>> begin Document excerpt

JEE Advanced 2023 Paper 1 Q02 Mathematics Coordinate Geometry Parabola Hard

JEE Advanced 2023 Paper 1 · Q02 · Parabola

Let $T_1$ and $T_2$ be two distinct common tangents to the ellipse $E: \dfrac{x^2}{6} + \dfrac{y^2}{3} = 1$ and the parabola $P: y^2 = 12x$. Suppose that the tangent $T_1$ touches $P$ and $E$ at the points $A_1$ and $A_2$, respectively, and the tangent $T_2$ touches $P$ and $E$ at the points $A_4$ and $A_3$, respectively. Then which of the following statements is(are) true?

  1. A. The area of the quadrilateral $A_1 A_2 A_3 A_4$ is $35$ square units
  2. B. The area of the quadrilateral $A_1 A_2 A_3 A_4$ is $36$ square units
  3. C. The tangents $T_1$ and $T_2$ meet the $x$-axis at the point $(-3, 0)$
  4. D. The tangents $T_1$ and $T_2$ meet the $x$-axis at the point $(-6, 0)$
JEE Advanced multi-correct — pick every correct option, then check.

>> end Document excerpt
>> begin Records provided

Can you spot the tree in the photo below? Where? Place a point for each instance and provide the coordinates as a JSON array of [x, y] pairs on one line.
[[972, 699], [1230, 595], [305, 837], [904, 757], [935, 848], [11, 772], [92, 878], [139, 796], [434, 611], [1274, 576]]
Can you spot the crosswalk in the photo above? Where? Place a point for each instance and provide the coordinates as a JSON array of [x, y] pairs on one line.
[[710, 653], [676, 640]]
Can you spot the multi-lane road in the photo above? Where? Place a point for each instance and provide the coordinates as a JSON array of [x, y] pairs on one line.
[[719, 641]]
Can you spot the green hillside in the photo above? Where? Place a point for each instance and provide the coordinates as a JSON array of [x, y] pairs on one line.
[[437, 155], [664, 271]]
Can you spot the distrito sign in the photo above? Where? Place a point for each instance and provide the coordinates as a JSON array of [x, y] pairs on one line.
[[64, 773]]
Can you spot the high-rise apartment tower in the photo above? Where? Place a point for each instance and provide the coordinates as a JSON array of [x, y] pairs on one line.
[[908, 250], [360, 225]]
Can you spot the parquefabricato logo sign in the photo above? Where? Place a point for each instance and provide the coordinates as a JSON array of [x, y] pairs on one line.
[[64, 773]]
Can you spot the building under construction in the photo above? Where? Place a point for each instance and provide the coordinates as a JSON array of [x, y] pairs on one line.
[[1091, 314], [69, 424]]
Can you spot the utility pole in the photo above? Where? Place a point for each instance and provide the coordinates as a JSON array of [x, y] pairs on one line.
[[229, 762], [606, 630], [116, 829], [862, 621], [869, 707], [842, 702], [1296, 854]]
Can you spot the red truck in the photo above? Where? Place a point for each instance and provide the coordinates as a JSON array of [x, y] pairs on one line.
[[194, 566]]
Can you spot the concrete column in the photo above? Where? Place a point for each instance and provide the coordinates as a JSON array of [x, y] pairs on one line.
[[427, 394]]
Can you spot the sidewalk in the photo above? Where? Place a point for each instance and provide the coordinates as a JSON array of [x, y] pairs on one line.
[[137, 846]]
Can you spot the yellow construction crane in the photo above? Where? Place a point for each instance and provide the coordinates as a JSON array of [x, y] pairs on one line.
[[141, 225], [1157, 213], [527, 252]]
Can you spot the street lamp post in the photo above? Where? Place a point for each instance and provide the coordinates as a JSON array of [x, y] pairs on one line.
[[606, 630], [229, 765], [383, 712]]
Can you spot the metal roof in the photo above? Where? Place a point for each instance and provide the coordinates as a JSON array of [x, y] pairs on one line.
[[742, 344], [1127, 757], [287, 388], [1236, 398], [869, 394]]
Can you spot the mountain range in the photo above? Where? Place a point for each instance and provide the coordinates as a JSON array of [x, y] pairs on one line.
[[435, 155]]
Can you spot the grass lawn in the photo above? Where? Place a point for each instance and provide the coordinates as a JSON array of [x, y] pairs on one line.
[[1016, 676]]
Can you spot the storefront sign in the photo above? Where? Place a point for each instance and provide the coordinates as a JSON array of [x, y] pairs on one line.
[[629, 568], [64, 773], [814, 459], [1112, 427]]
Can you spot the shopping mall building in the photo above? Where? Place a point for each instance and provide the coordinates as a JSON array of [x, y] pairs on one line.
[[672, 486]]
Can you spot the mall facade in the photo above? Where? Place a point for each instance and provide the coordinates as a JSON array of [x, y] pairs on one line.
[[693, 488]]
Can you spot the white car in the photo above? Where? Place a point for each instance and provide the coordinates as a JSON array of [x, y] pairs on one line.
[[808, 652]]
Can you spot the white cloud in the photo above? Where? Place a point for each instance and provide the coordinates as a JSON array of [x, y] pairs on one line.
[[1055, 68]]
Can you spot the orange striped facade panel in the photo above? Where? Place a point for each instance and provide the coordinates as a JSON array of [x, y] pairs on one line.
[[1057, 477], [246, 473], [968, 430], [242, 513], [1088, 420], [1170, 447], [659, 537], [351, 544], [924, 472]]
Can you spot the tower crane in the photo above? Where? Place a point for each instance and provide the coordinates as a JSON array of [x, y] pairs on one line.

>> end Records provided

_Task instructions:_
1. Count the lines of the records that contain the string "tower", and reply with only that number.
2. Resume the JEE Advanced parabola problem from the point where it stops.

_Answers for the exercise:_
1. 2

2.
Reveal answer + step-by-step solution

Correct answer:A, C

Solution

For $y^2 = 12x$, tangent in slope form: $y = mx + 3/m$. Imposing common-tangent condition with the ellipse $\dfrac{x^2}{6}+\dfrac{y^2}{3}=1$: $9/m^2 = 6m^2 + 3 \Rightarrow 2m^4 + m^2 - 3 = 0 \Rightarrow m^2 = 1 \Rightarrow m = \pm 1$. Common tangents are $y = x + 3$ and $y = -x - 3$, both passing through $(-3, 0)$ on the $x$-axis. The contact points: $A_1 = (3, 6)$, $A_4 = (3, -6)$ on $P$; $A_2 = (-2, 1)$, $A_3 = (-2, -1)$ on $E$. The quadrilateral is a trapezium with parallel sides $A_1 A_4 = 12$ and $A_2 A_3 = 2$, height $= 5$. Area $= \dfrac{1}{2}(12+2)(5) = 35$.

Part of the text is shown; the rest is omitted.